Direction
Reproduce the lines beginning at the line that contains "trace the outline of every instance of the wispy" and continuing through the end of the records, substituting "points" for "vertices" and leaving everything else unchanged.

Provided data

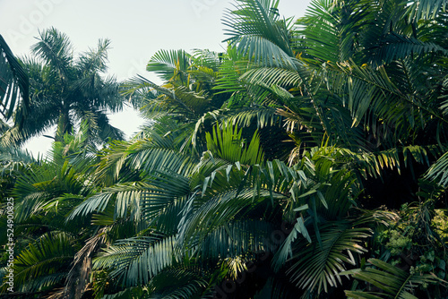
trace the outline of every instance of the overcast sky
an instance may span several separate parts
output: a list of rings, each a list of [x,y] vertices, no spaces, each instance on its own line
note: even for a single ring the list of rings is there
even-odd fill
[[[0,0],[0,33],[13,52],[30,54],[39,30],[55,27],[70,38],[75,51],[109,38],[108,74],[118,80],[145,72],[159,49],[222,51],[221,19],[234,1],[223,0]],[[309,0],[280,0],[280,15],[303,16]],[[129,137],[142,121],[131,109],[111,115],[112,124]],[[51,135],[53,132],[49,132]],[[26,147],[46,152],[51,140],[34,139]]]

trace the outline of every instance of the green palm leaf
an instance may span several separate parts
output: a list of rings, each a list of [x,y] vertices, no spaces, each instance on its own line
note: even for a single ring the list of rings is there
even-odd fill
[[[369,259],[368,262],[375,268],[350,270],[341,274],[351,274],[353,278],[372,284],[383,290],[383,293],[345,291],[349,297],[359,299],[417,299],[412,295],[412,291],[416,286],[439,280],[435,276],[428,274],[405,272],[381,260]]]

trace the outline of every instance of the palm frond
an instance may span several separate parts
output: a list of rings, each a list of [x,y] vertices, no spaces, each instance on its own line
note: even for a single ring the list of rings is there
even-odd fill
[[[435,276],[420,274],[418,272],[408,273],[385,261],[377,259],[367,261],[375,268],[366,268],[365,269],[355,269],[341,273],[352,275],[353,278],[364,280],[383,290],[383,293],[366,291],[345,291],[350,298],[381,299],[381,298],[401,298],[417,299],[412,295],[416,286],[423,284],[439,281]]]

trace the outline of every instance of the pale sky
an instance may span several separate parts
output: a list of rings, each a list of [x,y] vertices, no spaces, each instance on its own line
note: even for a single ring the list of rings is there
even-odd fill
[[[304,15],[310,0],[280,0],[280,15]],[[118,80],[139,73],[154,80],[146,64],[159,49],[222,51],[221,19],[234,1],[222,0],[0,0],[0,33],[16,56],[30,54],[38,30],[55,27],[70,38],[74,50],[95,47],[109,38],[108,74]],[[76,56],[76,55],[75,55]],[[111,115],[129,137],[142,120],[132,109]],[[54,130],[48,132],[53,135]],[[51,140],[36,138],[26,148],[36,156]]]

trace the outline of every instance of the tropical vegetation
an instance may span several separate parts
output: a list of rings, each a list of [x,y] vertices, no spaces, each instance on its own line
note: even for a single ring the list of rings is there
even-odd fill
[[[162,84],[42,31],[19,64],[35,114],[0,97],[23,117],[1,137],[0,296],[448,296],[446,1],[278,4],[237,0],[222,53],[157,52]],[[101,112],[125,98],[148,119],[127,141]],[[56,124],[47,157],[18,147]]]

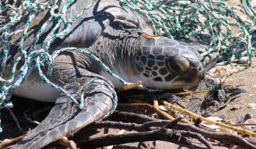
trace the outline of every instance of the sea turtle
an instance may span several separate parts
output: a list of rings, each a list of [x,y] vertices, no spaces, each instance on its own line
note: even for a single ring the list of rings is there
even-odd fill
[[[82,12],[90,2],[75,1],[68,8],[67,18]],[[37,26],[43,22],[39,20]],[[31,28],[25,47],[31,44],[37,26]],[[149,35],[152,33],[146,19],[136,11],[121,7],[115,0],[98,0],[72,24],[66,35],[55,40],[50,53],[63,47],[89,48],[88,50],[124,80],[142,81],[144,87],[161,89],[196,86],[202,79],[203,65],[215,62],[218,57],[206,57],[201,62],[198,53],[206,50],[204,46]],[[102,70],[99,63],[78,52],[65,52],[58,56],[49,78],[74,96],[80,96],[80,89],[85,87],[83,109],[43,82],[38,73],[33,72],[14,94],[55,102],[55,105],[32,133],[14,148],[43,148],[101,119],[110,112],[116,100],[112,91],[121,87],[117,79]],[[88,84],[92,79],[95,81]],[[107,84],[101,83],[102,80]]]

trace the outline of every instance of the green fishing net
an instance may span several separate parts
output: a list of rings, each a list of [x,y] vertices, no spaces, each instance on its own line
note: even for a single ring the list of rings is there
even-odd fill
[[[117,1],[122,6],[129,7],[146,18],[155,35],[170,38],[196,38],[206,40],[210,50],[202,53],[202,57],[210,53],[218,52],[220,55],[219,64],[230,63],[243,57],[247,57],[247,65],[251,63],[254,55],[253,48],[256,45],[256,13],[255,7],[249,0],[234,0],[233,1],[238,3],[236,6],[229,6],[226,1],[221,0]],[[49,54],[50,43],[55,38],[67,34],[73,22],[92,6],[95,1],[92,0],[91,4],[85,4],[82,12],[67,19],[66,10],[74,2],[74,0],[1,0],[1,108],[9,109],[13,106],[10,101],[12,91],[23,82],[32,70],[36,69],[38,70],[43,80],[66,93],[61,87],[50,82],[40,67],[47,65],[48,72],[50,74],[53,61],[55,57],[55,55]],[[23,43],[28,36],[31,22],[46,10],[50,11],[50,17],[38,28],[33,43],[25,48]],[[41,45],[41,48],[35,49],[47,26],[53,21],[57,23],[46,35]],[[58,31],[60,25],[65,27],[62,31]],[[7,71],[7,60],[14,45],[18,47],[18,53],[20,56],[13,62],[11,73],[4,76],[4,74]],[[65,48],[56,53],[56,55],[65,50],[81,50]],[[87,54],[93,58],[90,53]],[[17,67],[18,63],[21,63],[21,67]],[[107,67],[105,69],[107,70]],[[121,78],[119,79],[123,81]],[[72,96],[70,96],[73,99]]]

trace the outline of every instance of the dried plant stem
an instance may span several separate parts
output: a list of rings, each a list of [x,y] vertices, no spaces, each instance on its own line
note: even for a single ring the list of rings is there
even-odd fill
[[[165,106],[169,106],[169,107],[171,107],[171,108],[172,108],[172,109],[174,109],[175,110],[177,110],[177,111],[181,112],[183,114],[187,114],[187,115],[188,115],[190,116],[192,116],[194,118],[198,118],[198,119],[200,119],[201,121],[206,121],[206,122],[209,123],[210,124],[215,124],[215,125],[217,125],[217,126],[221,126],[221,127],[223,127],[223,128],[228,128],[228,129],[231,129],[231,130],[235,131],[236,131],[238,133],[240,133],[246,134],[246,135],[249,135],[249,136],[253,136],[253,137],[256,137],[256,133],[254,133],[252,131],[247,131],[247,130],[245,130],[245,129],[239,128],[238,127],[235,127],[235,126],[230,126],[230,125],[224,124],[224,123],[220,123],[220,122],[218,122],[218,121],[214,121],[210,120],[210,119],[208,119],[207,118],[203,117],[203,116],[199,116],[199,115],[198,115],[196,114],[191,112],[188,110],[186,110],[185,109],[181,108],[181,107],[171,104],[170,103],[168,103],[168,102],[166,102],[165,101],[162,101],[161,103]]]

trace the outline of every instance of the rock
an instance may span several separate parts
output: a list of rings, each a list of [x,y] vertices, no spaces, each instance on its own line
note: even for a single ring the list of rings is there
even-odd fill
[[[237,109],[239,109],[240,108],[240,106],[239,105],[235,104],[230,109],[230,110],[231,111],[235,111]]]

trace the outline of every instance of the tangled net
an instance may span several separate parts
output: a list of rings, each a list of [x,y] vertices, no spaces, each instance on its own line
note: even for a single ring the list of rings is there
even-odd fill
[[[221,0],[117,0],[120,5],[127,6],[145,16],[151,23],[155,35],[167,36],[170,38],[181,37],[183,38],[199,38],[203,40],[207,37],[210,50],[201,54],[201,57],[209,53],[218,52],[220,62],[226,64],[247,56],[247,64],[251,62],[254,54],[252,47],[256,45],[256,13],[248,0],[241,0],[240,6],[228,6]],[[55,53],[53,56],[49,54],[49,47],[53,40],[65,35],[75,19],[93,6],[95,0],[87,4],[83,11],[67,19],[65,13],[74,0],[1,0],[0,1],[0,108],[11,108],[10,101],[12,91],[23,82],[32,70],[36,69],[43,80],[51,87],[67,94],[71,99],[76,101],[63,89],[50,82],[47,75],[43,73],[41,67],[48,67],[48,74],[50,74],[52,64],[56,55],[66,50],[77,50],[91,58],[97,59],[84,49],[65,48]],[[41,12],[48,9],[50,17],[38,28],[33,42],[29,47],[24,47],[23,43],[31,27],[31,22]],[[56,10],[58,10],[56,12]],[[248,20],[240,17],[240,14],[247,15]],[[52,22],[57,22],[47,34],[39,49],[36,49],[40,37],[45,33],[46,27]],[[58,31],[60,25],[65,27]],[[238,33],[233,29],[240,28]],[[12,64],[11,73],[8,74],[6,65],[11,53],[12,47],[18,46],[19,57]],[[110,75],[116,77],[121,83],[128,84],[118,76],[112,74],[110,69],[102,65],[103,68]],[[21,65],[21,67],[17,65]],[[107,85],[105,82],[102,84]],[[114,93],[114,91],[113,92]],[[81,102],[82,103],[82,102]],[[80,103],[80,106],[82,104]],[[79,104],[79,103],[78,103]],[[114,108],[113,108],[114,109]]]

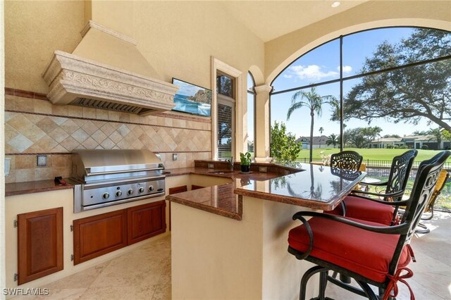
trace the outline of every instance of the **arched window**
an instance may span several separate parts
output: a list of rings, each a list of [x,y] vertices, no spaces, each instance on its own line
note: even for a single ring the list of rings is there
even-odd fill
[[[343,148],[451,147],[434,134],[451,132],[450,32],[397,27],[341,36],[293,61],[271,85],[271,125],[285,123],[313,149],[301,161]]]
[[[247,73],[247,149],[252,157],[255,156],[255,80]]]

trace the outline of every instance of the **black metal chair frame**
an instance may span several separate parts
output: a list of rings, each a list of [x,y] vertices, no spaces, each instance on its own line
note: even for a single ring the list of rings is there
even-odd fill
[[[427,220],[431,220],[434,217],[434,205],[435,204],[435,200],[437,199],[437,197],[438,196],[438,195],[440,195],[440,193],[442,192],[442,190],[445,187],[445,185],[446,185],[446,182],[448,180],[449,178],[450,178],[450,173],[447,172],[446,175],[445,177],[445,181],[443,182],[443,185],[440,187],[440,188],[438,190],[434,191],[434,193],[431,196],[431,197],[433,197],[433,199],[429,200],[429,203],[428,203],[425,208],[424,212],[430,211],[431,215],[427,217],[421,216],[421,220],[427,221]],[[424,214],[424,212],[423,213],[423,214]],[[426,234],[429,232],[431,232],[431,230],[428,228],[426,225],[425,225],[421,223],[418,223],[418,226],[416,227],[416,230],[415,230],[415,233]]]
[[[317,265],[316,266],[308,270],[302,277],[301,280],[299,299],[305,299],[305,291],[307,281],[311,275],[317,273],[321,273],[320,292],[318,297],[319,299],[328,299],[325,297],[325,290],[328,282],[330,282],[331,283],[333,283],[350,292],[366,296],[369,299],[371,300],[377,300],[379,298],[374,294],[369,287],[369,285],[378,287],[379,289],[379,295],[382,295],[390,282],[390,280],[388,278],[387,278],[387,280],[383,282],[375,282],[354,272],[350,271],[328,261],[311,256],[309,254],[313,249],[314,234],[308,221],[304,218],[304,217],[326,218],[373,232],[388,235],[400,235],[396,249],[388,269],[389,275],[394,276],[397,270],[397,263],[402,249],[404,246],[409,244],[412,237],[415,232],[415,228],[421,220],[421,214],[424,211],[424,208],[426,207],[433,191],[438,174],[440,173],[443,163],[450,155],[451,155],[451,152],[445,151],[439,153],[428,161],[423,161],[419,167],[415,183],[414,184],[414,187],[412,189],[412,193],[411,194],[409,200],[400,201],[391,204],[395,206],[407,205],[405,213],[400,225],[392,226],[381,225],[381,227],[376,227],[364,225],[336,215],[321,213],[314,211],[299,211],[295,213],[292,218],[293,220],[299,220],[304,225],[306,226],[306,230],[309,237],[309,245],[306,252],[300,252],[289,246],[288,252],[293,254],[297,259],[305,259],[307,261]],[[345,234],[345,232],[343,232],[343,234]],[[415,261],[414,258],[412,257],[412,259]],[[340,274],[354,278],[362,287],[362,289],[349,284],[342,282],[335,278],[333,276],[330,276],[328,275],[329,270],[333,271],[335,274],[338,272]]]
[[[330,155],[330,168],[358,170],[363,159],[364,158],[354,151],[343,151]],[[352,165],[354,165],[354,168],[350,168]]]
[[[402,195],[405,192],[409,181],[409,174],[414,164],[414,160],[418,154],[417,150],[409,150],[404,154],[395,156],[392,161],[392,165],[390,170],[388,179],[384,182],[371,183],[369,185],[374,185],[378,187],[386,186],[385,193],[373,193],[371,192],[364,191],[352,191],[352,196],[362,198],[362,199],[369,200],[378,202],[382,204],[393,206],[393,202],[399,202],[402,201]],[[383,197],[383,199],[376,199],[364,195],[376,196]],[[404,201],[404,202],[407,202]],[[395,211],[393,213],[393,219],[392,222],[395,220],[397,213],[399,205],[395,206]],[[342,202],[342,207],[344,215],[346,215],[346,204]]]
[[[404,154],[395,156],[392,161],[390,174],[387,181],[383,182],[367,183],[367,185],[387,187],[384,193],[357,191],[359,194],[383,197],[385,201],[400,200],[407,185],[409,174],[416,157],[418,151],[409,150]]]

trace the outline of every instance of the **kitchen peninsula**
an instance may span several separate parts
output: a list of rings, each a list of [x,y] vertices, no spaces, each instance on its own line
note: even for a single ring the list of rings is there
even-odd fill
[[[309,263],[295,261],[287,251],[292,215],[333,209],[366,175],[335,171],[307,165],[286,175],[211,173],[233,182],[167,196],[172,203],[172,296],[297,298]]]

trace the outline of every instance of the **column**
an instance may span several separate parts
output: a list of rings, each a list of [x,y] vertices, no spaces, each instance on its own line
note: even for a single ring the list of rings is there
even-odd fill
[[[271,161],[270,157],[270,124],[269,124],[269,93],[272,90],[269,85],[255,87],[255,161],[257,163]]]

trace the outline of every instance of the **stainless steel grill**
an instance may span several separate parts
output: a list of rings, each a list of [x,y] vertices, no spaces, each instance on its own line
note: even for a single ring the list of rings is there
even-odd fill
[[[165,194],[161,160],[145,150],[78,150],[72,154],[74,213]]]

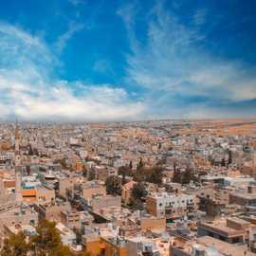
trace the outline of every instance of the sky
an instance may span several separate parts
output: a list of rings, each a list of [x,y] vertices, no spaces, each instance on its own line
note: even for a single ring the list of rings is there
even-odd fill
[[[254,0],[0,0],[0,119],[255,118]]]

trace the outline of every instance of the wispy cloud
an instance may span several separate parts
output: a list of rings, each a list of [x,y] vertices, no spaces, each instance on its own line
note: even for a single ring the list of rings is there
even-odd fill
[[[52,79],[55,57],[46,45],[8,24],[0,25],[0,118],[109,120],[134,119],[143,111],[143,103],[131,101],[121,87]]]
[[[149,17],[143,44],[136,36],[137,17],[134,9],[137,8],[124,7],[119,11],[131,42],[127,79],[148,90],[152,113],[176,117],[186,112],[190,117],[196,108],[216,113],[217,104],[225,108],[227,102],[256,99],[256,67],[239,60],[212,56],[200,46],[206,40],[200,29],[206,9],[198,9],[193,22],[188,25],[174,12],[166,10],[162,3],[156,4]],[[237,110],[229,111],[231,114]],[[244,114],[251,115],[247,109]]]
[[[66,46],[67,42],[72,38],[72,36],[78,31],[82,30],[82,28],[84,28],[83,24],[70,22],[67,31],[62,34],[56,42],[55,46],[58,52],[62,52],[64,48]]]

Solution
trace the outline of every instance of the wispy cloud
an instance may span several separate parts
output: a list of rings, each a list of [x,y] points, no spaces, each instance on its own line
note: even for a single ring the list of rings is there
even-odd fill
[[[52,79],[55,57],[46,45],[8,24],[0,25],[0,118],[109,120],[134,119],[143,111],[143,103],[131,101],[121,87]]]
[[[149,17],[143,44],[136,36],[137,17],[134,9],[137,8],[124,7],[119,11],[131,42],[127,79],[148,90],[152,113],[176,117],[186,112],[190,117],[196,108],[216,113],[217,104],[225,108],[227,102],[256,99],[256,67],[239,60],[212,56],[200,46],[206,40],[200,29],[206,9],[198,9],[193,22],[188,25],[174,12],[166,10],[162,3],[156,4]],[[237,110],[229,111],[231,114]],[[244,114],[251,115],[247,109]]]
[[[66,46],[67,42],[72,38],[72,36],[78,31],[82,30],[82,28],[84,28],[83,24],[70,22],[67,31],[62,34],[56,42],[55,46],[58,52],[62,52],[64,48]]]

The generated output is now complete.